[[ Text block open ]]
1.1.2.3 Zinc Sulfide (ZnS) NSs

ZnS (II-VI group semiconductor) is an important photocatalyst studied at the nanoscale because of its outstanding physical properties and peculiar photocatalytic properties. Cubic (sphalerite) and hexagonal (wurtzite) are two main crystalline forms of ZnS with coordination geometry at Zn and S are of tetrahedral having 3.72 and 3.77 eV bandgaps for cubic and hexagonal ZnS, respectively, (Lee and Wu 2017). This large bandgap of ZnS enables candidacy as an important photocatalyst for various dye degradation and wastewater remediation. For example, Maji et al. have prepared ZnS NCs (rod and sphere) using ethylenediamine and hexadecylamine, which show effective photocatalytic activity against rose bengal dye (RB) under light irradiation. The DE has been achieved ~93% at 225 min (Maji et al. 2011). Zhang et al. have successfully prepared ZnS microcrystals (polyhedron, fan-shaped sheet, hexagonal rectangle, and missing angle rectangle) using a simple hydrothermal method against MB. The degradation efficiency (DE) has been achieved ~91% at 60 min (Zhang 2014). However, metal (Pb, Cu, Ni)-doped ZnS photocatalyst obtained by various methods, and also conjugated ZnS complexes obtained through polyreaction have been shown to have the potential to defluorinate hexafluorobenzene by visible light (Lee and Wu 2017). Thio-glycerol and uncapped ZnS NPs have been produced to use a substantial component of solar energy for dye degradation. Although ultraviolet irradiation is excellent at degrading dyes, naturally occurring solar radiation is also beneficial in dye degradation. As a result, it could be an effective approach for the safe disposal of textile waste into waterways (Sharma et al. 2012), while Lee et al. have been summarized ZnS-assisted photocatalytic degradation of pollutants and water splitting under various conditions (Lee and Wu 2017).

1.1.2.4 Fe3O4 NSs

In recent years, people have been more interested in using iron oxide NPs due to their simplicity and easy accessibility to degrade organic dyes and remove heavy metals from wastewater. Iron oxide NPs have different forms (Fig. 5) and are commonly used as nanoadsorbents such as magnetic magnetite (Fe3O4), magnetic maghemite (\(\gamma \) Fe2O4), and non-magnetic hematite \((\alpha \) Fe2O4). Separating and recovering them from wastewater during photocatalytic degradation is a challenging task. Thus, Fe3O4 and Fe2O4 can be easily be separated and recovered by using an external magnetic field from the wastewater system (Xu et al. 2012). Therefore, iron oxides are widely used in the purification of water.

Fig. 5
figure 5

Different forms of iron-based NPs: oxides, hydroxides, and oxyhydroxides (Aragaw et al. 2021)
[[ Text block closed ]]
[[ Data under study open ]]
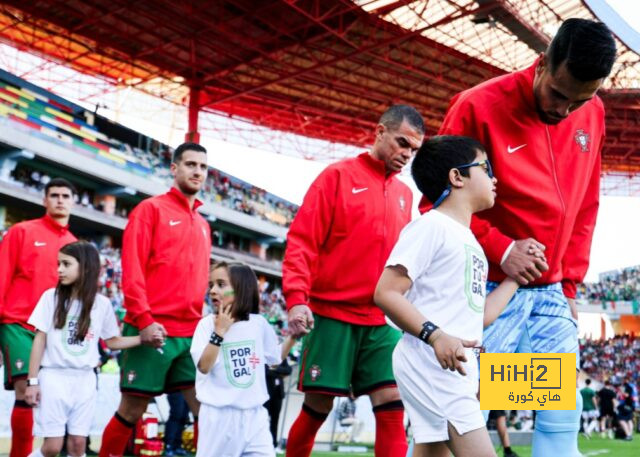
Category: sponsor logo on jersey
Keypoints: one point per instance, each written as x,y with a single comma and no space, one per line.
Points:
583,139
315,372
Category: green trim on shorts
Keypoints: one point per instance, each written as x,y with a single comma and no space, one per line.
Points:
147,372
338,356
15,343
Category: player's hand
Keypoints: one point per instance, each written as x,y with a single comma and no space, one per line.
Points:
32,395
300,320
153,335
450,351
526,261
223,319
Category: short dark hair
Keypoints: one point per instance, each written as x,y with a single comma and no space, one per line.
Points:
436,157
60,182
245,288
177,153
393,117
587,47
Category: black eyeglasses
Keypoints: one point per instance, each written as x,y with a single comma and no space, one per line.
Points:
486,166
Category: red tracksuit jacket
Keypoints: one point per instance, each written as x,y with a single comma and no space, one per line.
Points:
341,238
548,175
29,266
165,264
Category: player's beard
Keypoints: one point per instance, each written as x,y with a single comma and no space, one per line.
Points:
187,188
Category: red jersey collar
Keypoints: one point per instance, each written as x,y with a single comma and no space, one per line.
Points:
376,165
528,75
182,199
52,224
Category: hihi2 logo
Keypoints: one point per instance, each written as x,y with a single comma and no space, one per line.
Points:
527,381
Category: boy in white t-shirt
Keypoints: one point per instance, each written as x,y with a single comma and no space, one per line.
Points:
433,288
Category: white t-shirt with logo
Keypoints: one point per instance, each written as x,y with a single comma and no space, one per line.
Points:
449,273
237,378
62,349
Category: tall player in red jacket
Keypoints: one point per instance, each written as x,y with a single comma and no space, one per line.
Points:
336,250
543,128
28,267
165,272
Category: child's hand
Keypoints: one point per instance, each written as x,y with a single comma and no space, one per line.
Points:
450,351
157,339
32,395
223,319
535,251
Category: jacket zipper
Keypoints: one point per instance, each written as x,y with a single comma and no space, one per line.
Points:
555,178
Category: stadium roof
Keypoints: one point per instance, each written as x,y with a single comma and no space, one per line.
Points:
319,68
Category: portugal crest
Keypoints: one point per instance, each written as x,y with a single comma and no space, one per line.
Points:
315,372
582,139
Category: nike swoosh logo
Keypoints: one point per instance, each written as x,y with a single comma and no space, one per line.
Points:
511,150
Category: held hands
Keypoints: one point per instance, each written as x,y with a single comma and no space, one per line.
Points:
300,320
223,319
450,351
32,395
153,335
526,262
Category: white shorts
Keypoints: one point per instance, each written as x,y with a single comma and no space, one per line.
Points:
233,432
433,396
67,398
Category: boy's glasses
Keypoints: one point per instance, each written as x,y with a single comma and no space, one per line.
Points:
486,166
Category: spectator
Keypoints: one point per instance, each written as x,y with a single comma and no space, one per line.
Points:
606,399
589,409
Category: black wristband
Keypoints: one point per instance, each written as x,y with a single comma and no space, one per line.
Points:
216,339
427,330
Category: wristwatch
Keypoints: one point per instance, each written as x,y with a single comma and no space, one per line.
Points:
216,339
427,330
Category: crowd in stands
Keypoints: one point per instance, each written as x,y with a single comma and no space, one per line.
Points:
219,189
224,190
615,359
622,285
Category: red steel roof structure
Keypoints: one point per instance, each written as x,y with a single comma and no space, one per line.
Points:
320,68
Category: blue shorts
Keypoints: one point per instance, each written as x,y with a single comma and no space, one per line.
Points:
536,320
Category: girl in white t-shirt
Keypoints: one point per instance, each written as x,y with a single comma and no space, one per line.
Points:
230,349
69,320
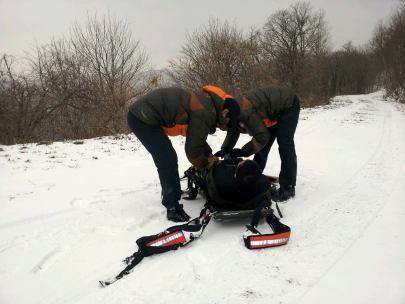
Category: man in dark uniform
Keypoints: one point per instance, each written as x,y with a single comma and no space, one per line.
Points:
239,181
176,111
268,113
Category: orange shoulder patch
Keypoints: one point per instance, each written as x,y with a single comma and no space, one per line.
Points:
176,130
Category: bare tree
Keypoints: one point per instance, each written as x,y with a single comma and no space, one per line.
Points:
117,66
295,41
388,43
219,54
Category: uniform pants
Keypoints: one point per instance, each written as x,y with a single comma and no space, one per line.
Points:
284,131
159,146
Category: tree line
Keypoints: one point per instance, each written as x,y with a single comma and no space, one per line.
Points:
79,86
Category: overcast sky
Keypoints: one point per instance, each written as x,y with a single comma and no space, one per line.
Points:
161,25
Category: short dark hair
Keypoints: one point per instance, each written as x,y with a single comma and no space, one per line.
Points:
248,173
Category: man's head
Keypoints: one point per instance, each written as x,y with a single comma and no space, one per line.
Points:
247,173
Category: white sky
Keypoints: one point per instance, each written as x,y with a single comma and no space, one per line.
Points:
161,25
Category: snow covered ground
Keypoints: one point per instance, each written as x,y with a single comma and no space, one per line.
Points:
71,211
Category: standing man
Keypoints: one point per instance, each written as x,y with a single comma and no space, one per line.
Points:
176,111
268,113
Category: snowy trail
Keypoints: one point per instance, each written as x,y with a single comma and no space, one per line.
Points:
349,155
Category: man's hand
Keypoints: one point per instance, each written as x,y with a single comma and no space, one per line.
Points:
234,153
211,160
221,153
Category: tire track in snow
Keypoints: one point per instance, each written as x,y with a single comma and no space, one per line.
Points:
335,224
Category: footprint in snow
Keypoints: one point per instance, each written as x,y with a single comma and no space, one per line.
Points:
200,265
107,230
50,259
79,203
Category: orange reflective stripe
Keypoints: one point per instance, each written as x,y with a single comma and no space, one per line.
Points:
176,130
268,122
217,91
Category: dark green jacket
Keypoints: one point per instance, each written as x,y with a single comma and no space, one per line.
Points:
258,105
182,112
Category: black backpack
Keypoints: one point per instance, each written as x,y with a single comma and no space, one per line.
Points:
202,181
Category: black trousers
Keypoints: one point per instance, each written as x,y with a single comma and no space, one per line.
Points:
284,131
159,146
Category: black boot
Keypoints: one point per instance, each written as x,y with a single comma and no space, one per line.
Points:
284,193
177,214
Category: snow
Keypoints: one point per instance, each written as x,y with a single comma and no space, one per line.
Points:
70,212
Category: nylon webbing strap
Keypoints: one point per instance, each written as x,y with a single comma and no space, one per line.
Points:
170,239
254,239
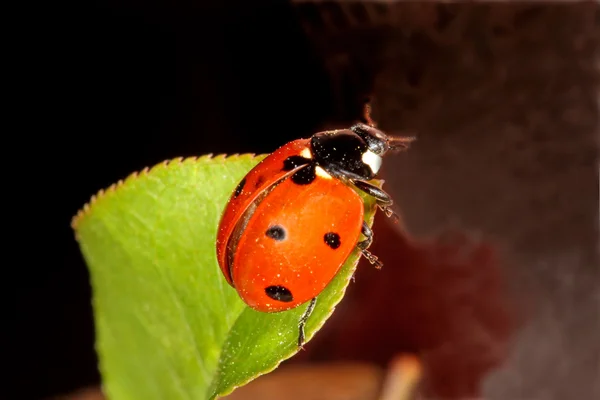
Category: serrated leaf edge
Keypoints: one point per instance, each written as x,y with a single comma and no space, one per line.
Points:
114,188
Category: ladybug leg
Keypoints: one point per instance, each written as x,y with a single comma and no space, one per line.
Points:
364,245
384,201
303,319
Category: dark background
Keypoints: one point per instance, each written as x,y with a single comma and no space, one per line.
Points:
505,108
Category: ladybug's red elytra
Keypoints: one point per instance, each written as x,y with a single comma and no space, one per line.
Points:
296,217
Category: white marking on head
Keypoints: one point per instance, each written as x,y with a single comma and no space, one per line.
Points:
320,172
372,160
306,153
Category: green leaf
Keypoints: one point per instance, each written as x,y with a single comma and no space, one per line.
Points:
168,324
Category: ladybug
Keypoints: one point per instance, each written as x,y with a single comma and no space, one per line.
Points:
293,220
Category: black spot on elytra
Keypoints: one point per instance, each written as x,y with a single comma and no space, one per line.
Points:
276,232
293,162
259,181
239,188
305,176
332,240
279,293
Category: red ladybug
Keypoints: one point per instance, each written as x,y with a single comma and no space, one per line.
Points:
294,219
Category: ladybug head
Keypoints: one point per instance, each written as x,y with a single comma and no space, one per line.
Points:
356,152
378,142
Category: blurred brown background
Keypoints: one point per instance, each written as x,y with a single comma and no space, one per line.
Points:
503,98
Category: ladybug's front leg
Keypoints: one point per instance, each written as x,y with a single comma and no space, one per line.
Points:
364,245
303,319
384,201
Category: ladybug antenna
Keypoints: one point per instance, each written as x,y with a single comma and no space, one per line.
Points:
367,115
400,142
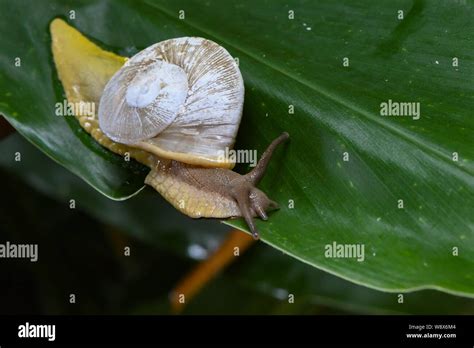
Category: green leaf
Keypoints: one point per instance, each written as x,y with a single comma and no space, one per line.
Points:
299,62
255,277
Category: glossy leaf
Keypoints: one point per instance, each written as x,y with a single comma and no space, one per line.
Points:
391,184
258,271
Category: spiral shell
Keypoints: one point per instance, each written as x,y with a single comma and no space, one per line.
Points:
180,99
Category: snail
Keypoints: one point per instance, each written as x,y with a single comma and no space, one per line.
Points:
175,107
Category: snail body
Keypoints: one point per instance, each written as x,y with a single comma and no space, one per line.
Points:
175,107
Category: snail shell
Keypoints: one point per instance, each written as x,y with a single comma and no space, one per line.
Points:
179,99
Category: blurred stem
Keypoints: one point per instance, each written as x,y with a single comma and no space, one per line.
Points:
235,244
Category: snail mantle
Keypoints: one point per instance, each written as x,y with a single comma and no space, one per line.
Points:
176,107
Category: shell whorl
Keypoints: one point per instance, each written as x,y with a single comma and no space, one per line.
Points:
180,99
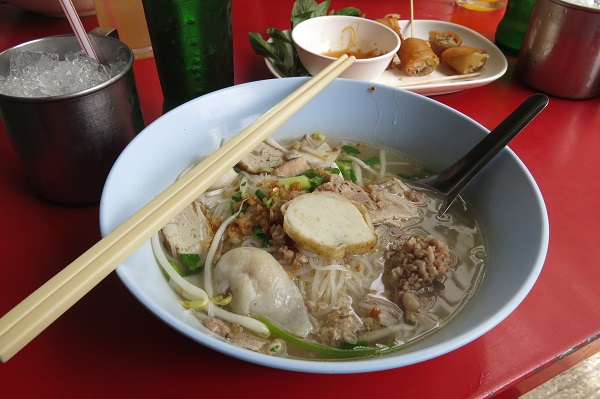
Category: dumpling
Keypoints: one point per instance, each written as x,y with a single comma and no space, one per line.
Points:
261,287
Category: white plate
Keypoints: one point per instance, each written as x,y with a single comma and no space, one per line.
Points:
494,68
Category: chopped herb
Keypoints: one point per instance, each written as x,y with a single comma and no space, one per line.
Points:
177,268
404,176
353,345
311,174
302,180
269,202
237,197
350,150
261,235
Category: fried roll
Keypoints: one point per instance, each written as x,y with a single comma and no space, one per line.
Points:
465,59
416,57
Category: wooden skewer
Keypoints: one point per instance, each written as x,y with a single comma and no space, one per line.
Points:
435,80
36,312
412,18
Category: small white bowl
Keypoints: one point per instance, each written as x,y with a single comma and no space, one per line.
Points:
316,36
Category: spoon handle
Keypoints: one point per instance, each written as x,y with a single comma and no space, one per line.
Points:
452,180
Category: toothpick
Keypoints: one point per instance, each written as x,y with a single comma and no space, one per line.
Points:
412,18
442,79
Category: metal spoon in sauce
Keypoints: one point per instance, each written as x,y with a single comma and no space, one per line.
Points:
451,181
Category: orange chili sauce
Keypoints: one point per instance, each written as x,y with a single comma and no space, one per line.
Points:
359,54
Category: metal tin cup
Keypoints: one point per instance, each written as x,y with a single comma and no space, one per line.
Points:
68,143
561,52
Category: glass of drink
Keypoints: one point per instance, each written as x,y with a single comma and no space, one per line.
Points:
193,47
66,134
127,17
482,5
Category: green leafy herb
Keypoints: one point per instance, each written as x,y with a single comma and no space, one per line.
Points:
356,351
260,195
350,150
279,48
372,161
347,172
191,261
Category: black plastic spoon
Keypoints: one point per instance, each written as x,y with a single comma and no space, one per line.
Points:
451,181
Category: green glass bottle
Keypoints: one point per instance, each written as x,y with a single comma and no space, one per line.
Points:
193,47
511,30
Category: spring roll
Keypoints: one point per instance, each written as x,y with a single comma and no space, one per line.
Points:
465,59
443,40
391,21
416,57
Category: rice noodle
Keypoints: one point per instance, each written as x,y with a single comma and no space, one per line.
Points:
352,37
193,292
210,256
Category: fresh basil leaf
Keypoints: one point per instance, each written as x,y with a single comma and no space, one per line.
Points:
350,150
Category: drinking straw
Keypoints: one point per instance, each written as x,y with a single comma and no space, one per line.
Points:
78,28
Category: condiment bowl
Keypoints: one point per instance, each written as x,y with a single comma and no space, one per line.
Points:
504,197
315,37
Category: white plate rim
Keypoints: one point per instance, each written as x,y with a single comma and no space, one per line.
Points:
496,67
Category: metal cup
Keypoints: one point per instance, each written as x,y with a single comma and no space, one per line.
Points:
561,52
67,144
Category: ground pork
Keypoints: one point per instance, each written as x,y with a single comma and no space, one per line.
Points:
340,325
415,266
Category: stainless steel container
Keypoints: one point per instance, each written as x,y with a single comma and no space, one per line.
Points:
67,144
561,52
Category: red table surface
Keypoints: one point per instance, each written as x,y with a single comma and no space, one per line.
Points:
108,344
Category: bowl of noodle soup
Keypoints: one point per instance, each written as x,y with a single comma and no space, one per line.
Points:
320,41
488,254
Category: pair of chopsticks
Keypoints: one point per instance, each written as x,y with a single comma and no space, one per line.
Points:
25,321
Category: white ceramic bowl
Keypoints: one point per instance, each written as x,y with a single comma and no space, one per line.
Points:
316,36
504,195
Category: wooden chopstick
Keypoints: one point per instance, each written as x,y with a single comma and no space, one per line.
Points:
435,80
36,312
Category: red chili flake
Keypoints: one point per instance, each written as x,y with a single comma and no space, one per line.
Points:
374,312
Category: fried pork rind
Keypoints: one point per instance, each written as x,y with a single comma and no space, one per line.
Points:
465,59
443,40
416,57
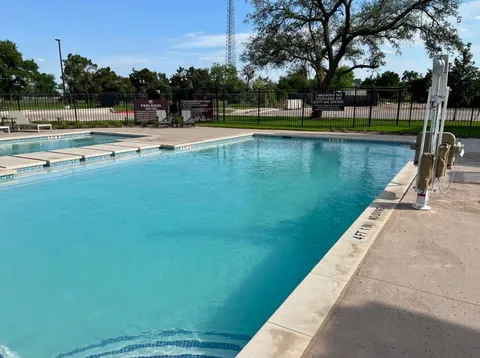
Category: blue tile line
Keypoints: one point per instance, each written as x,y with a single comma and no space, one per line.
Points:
46,137
159,344
124,154
166,333
66,136
300,137
65,163
179,356
213,143
6,178
100,157
29,169
149,150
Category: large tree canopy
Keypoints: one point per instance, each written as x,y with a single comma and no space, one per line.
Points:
79,73
326,34
21,76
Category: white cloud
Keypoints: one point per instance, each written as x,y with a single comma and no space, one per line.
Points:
194,34
123,61
195,40
212,59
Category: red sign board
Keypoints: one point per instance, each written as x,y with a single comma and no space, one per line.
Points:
146,109
201,110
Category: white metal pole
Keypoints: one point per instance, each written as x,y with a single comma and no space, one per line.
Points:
422,143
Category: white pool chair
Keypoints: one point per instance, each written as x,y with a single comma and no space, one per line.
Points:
163,119
187,118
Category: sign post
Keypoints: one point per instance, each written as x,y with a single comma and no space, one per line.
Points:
329,101
201,110
145,110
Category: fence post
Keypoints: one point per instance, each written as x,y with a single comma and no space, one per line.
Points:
75,107
411,109
399,103
216,104
371,108
471,117
258,106
354,107
303,106
126,107
224,108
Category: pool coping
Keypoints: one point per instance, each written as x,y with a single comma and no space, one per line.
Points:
290,331
52,136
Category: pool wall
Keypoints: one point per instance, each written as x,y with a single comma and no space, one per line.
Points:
290,331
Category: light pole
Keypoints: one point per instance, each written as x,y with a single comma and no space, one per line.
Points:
61,69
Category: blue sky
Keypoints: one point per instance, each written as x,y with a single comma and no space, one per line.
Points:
160,35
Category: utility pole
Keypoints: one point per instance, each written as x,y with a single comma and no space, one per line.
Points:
61,70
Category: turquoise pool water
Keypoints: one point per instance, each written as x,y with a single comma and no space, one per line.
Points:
40,145
179,254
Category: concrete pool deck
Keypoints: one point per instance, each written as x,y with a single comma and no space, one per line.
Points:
409,284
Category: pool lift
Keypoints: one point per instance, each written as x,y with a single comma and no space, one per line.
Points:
435,150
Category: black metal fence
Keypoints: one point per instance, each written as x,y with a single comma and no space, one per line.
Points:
364,107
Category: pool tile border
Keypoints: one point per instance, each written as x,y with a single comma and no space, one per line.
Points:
50,136
290,331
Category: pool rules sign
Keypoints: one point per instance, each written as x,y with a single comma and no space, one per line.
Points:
329,101
146,109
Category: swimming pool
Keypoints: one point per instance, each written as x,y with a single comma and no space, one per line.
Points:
31,145
187,253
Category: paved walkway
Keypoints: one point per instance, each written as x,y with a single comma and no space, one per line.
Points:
417,293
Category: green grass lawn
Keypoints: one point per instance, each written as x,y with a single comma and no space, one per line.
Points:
460,129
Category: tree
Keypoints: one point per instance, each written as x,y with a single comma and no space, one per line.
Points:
419,87
325,33
248,72
386,79
44,83
463,78
343,78
295,80
225,76
150,82
107,80
19,75
409,76
79,73
191,78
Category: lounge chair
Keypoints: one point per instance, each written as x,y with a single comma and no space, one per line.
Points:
163,119
187,118
21,121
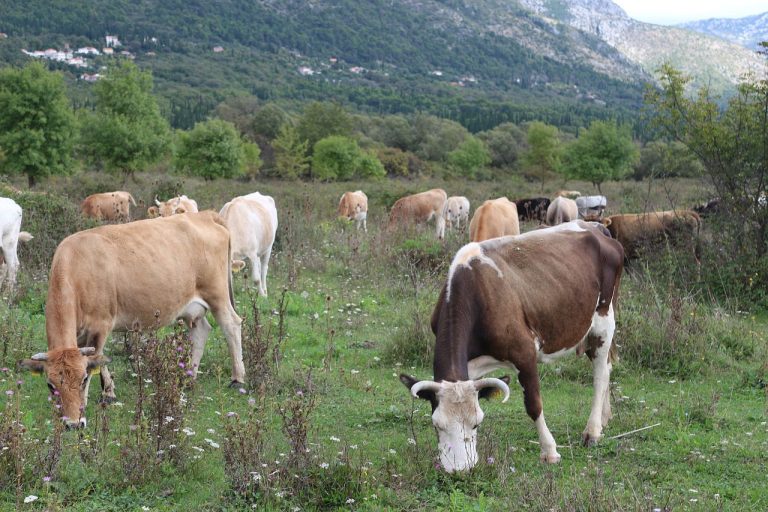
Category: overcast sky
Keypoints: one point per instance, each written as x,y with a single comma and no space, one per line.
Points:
667,12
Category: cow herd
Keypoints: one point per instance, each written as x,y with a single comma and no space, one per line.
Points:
510,300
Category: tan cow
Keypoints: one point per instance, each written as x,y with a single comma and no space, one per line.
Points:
634,231
112,206
178,204
354,206
252,224
494,218
138,275
420,208
562,209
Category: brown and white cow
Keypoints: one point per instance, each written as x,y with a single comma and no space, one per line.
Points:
512,302
252,224
420,208
354,206
139,275
112,206
634,231
456,211
560,210
494,218
178,204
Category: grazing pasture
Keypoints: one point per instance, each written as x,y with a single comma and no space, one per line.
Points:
323,422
[[ Data under study closed ]]
Tasks
**A.** In the passage on ZnS and Fe3O4 nanostructures, what bandgap is given for hexagonal ZnS?
**B.** Output the stretch of the passage on ZnS and Fe3O4 nanostructures from "In recent years, people" through "purification of water.".
**C.** Continue the passage on ZnS and Fe3O4 nanostructures from where it stops.
The rows come from a source separate from the passage on ZnS and Fe3O4 nanostructures.

Results of the exercise
**A.** 3.77 eV

**B.**
In recent years, people have been more interested in using iron oxide NPs due to their simplicity and easy accessibility to degrade organic dyes and remove heavy metals from wastewater. Iron oxide NPs have different forms (Fig. 5) and are commonly used as nanoadsorbents such as magnetic magnetite (Fe3O4), magnetic maghemite (\(\gamma \) Fe2O4), and non-magnetic hematite \((\alpha \) Fe2O4). Separating and recovering them from wastewater during photocatalytic degradation is a challenging task. Thus, Fe3O4 and Fe2O4 can be easily be separated and recovered by using an external magnetic field from the wastewater system (Xu et al. 2012). Therefore, iron oxides are widely used in the purification of water.

**C.**
For example, Bhuiyan et al. have synthesized α-Fe2O3 NPs from hexahydrate ferric chloride (FeCl3.6H2O) using papaya (Carica papaya) leaf extract and obtained ~76.6% RR dye degradation after 6 h (Bhuiyan et al. 2020). Balu et al. have prepared iron oxide Fe2O3 NPs by Raphanus sativus leave extract to degrade MB and MR. Both the dyes have undergone complete degradation (100%) in 1 h (Balu et al. 2020). However, functionalization of iron oxide NPs with various ligands such as mercaptobutyric acid or polymers boosts absorption efficiency and removes interference from other metal ions (Aragaw et al. 2021). The majority of iron oxide NCs are amorphous NPs with an average size of about 5 nm, which is a suitable size. These distinctive characteristics of amorphous NPs of iron oxide provide a large surface area for (FeOx-GO-80) with an iron oxide content of 80 wt% with a prominent mesoporous structure, resulting in increased adsorption sites and, as a result, increased adsorption capacity for the removal of heavy metal pollutants from wastewater (Su et al. 2017; Rashida et al. 2021). A comparative study has been done for dye degradation using various metal oxides NPs and NSs and tabulated in Table 1.

Table 1 Comparison of degradation of dyes by various metal oxide NPs, NSs, and NCs

1.1.3 Carbon-based Nanomaterials

Carbon nanomaterials are attractive materials for various applications because of their strength and capability to make bonds with other elements. Various allotropes of carbon like fullerene, graphene, etc., are CNTs (Fig. 6) and are utilized for wastewater treatment (Selvaraj et al. 2020).

Fig. 6
figure 6

Graphene as a building block of other forms. An illustration of different allotropes of carbon emerging from a graphene sheet. Redrawn from Geim and Novoselov (2007)

1.1.3.1 Fullerenes

In 1985, Fullerene was discovered and gained considerable attraction because of its remarkable photochemical and photophysical features (Selvaraj et al. 2020). Fullerenes formed a cage-like structure (Fig. 6) with twelve 5-member rings and an unspecified number of 6-member rings. Fullerenes are most commonly found in the form of hexagonal rings with carbon atoms organized inside, but sometimes they also contain pentagonal rings. It is prominent that structures with lesser hexagons show sp3 bonding, high strain energy. Several research studies have shown that fullerene behaves as an adsorbent to adsorb organic waste and heavy metal ions from wastewater. For example, in wastewater, hydrophobic organic compounds such as naphthalene could be adsorbed by adsorbent C60 fullerene, which was coated as a thin film and disseminated in water by magnetic mixing. As a result of its hydrophobic surface, C60 fullerene is projected to be an ideal adsorbent for a wide range of organic compounds present in contaminated water (Selvaraj et al. 2020; Geim and Novoselov 2007).

1.1.3.2 Carbon Nanotubes (CNTs)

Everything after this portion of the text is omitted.